• Given instruction:
Transcribe each record below word for word.

BEGIN Supplied records

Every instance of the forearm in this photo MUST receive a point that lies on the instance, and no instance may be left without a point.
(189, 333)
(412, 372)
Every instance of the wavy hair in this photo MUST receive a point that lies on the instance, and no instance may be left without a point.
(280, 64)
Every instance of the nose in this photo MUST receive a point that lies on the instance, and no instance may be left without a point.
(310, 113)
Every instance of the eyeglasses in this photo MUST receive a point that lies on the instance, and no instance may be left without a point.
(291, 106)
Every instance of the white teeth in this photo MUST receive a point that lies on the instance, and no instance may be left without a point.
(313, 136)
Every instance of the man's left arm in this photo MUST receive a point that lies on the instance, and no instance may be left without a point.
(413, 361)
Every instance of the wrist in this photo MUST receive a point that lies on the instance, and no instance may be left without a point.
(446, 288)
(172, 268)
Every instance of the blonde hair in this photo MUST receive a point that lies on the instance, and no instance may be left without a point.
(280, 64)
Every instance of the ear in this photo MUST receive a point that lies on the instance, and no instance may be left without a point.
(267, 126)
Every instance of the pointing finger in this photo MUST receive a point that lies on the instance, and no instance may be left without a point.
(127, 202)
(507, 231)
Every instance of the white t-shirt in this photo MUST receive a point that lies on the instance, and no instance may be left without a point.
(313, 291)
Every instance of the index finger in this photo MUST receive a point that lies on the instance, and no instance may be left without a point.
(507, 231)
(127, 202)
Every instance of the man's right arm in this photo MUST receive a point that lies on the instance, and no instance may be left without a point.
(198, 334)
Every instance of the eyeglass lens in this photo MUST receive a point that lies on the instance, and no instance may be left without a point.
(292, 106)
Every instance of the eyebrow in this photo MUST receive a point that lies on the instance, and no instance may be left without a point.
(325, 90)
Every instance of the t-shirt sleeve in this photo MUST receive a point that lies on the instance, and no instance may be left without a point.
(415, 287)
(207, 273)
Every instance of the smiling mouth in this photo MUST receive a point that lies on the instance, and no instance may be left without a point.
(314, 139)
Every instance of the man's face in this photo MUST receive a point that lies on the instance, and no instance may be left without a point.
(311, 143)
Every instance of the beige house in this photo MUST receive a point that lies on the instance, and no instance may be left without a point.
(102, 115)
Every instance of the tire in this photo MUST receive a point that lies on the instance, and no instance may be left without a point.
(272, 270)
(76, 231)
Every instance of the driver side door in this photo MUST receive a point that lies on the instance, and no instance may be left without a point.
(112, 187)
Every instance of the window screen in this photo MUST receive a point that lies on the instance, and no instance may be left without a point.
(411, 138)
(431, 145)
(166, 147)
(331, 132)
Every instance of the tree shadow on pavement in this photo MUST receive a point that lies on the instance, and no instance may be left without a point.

END Supplied records

• The reply:
Every instance of the forearm in this photo MUST receive a point that lies on the instance, and no instance may be left without a point.
(189, 333)
(412, 372)
Every instance of the wavy hair in this photo MUST receive a point that lies on the instance, and no instance may be left without a point.
(280, 64)
Every instance of the nose in this photo MUST receive a point that lies on the instance, and no instance may be left without a point.
(310, 113)
Every instance of the eyeglasses in this photo MUST receive a point that lies on the instance, and no instance may be left without a point.
(291, 106)
Every instance of the white teeth in this photo MUST receive a point that lies on the instance, and no instance may be left without a point.
(313, 136)
Every instance of the man's left arm in this photo MUST receive a point that lies on the instance, and no instance may be left without a point.
(413, 361)
Every instance of the wrist in this photo MUST receive a point that lies on the instance, and no instance may be left without a point.
(446, 288)
(172, 268)
Every instance of the blonde hair in this photo MUST receive a point that lies on the instance, and no instance may be left without a point.
(280, 64)
Every instance of the ear in this photo MUST receive a point that lies on the instance, and no instance may be left without a point.
(267, 126)
Every instance of the pointing finger in this photo MUST receive a point that lies on the instance, and no instance may be left without a point.
(127, 202)
(507, 231)
Every instance of the white t-shirt in this photo MUST receive a point that lies on the instance, and no instance may be left without a point.
(313, 291)
Every instance of the index finger in this photo MUST receive a point that lies on the instance, and no instance may be left without a point.
(507, 231)
(127, 202)
Every instance of the man's right arm in this photo MUST receive a point that lies on the instance, and no instance may be left without a point.
(198, 334)
Every instance of the eyeglass lens in this photo MUST receive a point that lies on the instance, and no instance may be left without a point.
(292, 106)
Every instance of the eyebrow in this photo MUST receive a point that lies on the instance, and no instance may be left without a point.
(325, 90)
Every instance of the t-shirt sleeve in this photo MUST receive a point that lies on the instance, and no instance may be left without a point.
(415, 287)
(207, 273)
Every instance of the smiling mouth in this photo MUST receive a point that lies on the instance, and no instance may be left without a point.
(314, 139)
Every instance of the man's face in this photo MUST receive a point that lies on the instance, and no instance may be left without a point.
(311, 143)
Every instance of the beige house in this photo MUST receive a point that lies on the instance, and no instance may be left without a point.
(102, 115)
Every instance of the tire in this photo MUST receive a point that lies on the instance, and no instance may be left without a point.
(272, 270)
(76, 231)
Every instance of the driver side door in this photo MUST receive a point that lies on the instance, and no instance may be left without a point.
(112, 187)
Every instance of the window screen in this photo MUST receive a point that lies on the instance, and no instance may be left without a point.
(411, 138)
(431, 145)
(166, 147)
(331, 132)
Every instance of the tree shadow on pavement in this photo MUST receive a point that lies on the instance, and no instance may be left without a point.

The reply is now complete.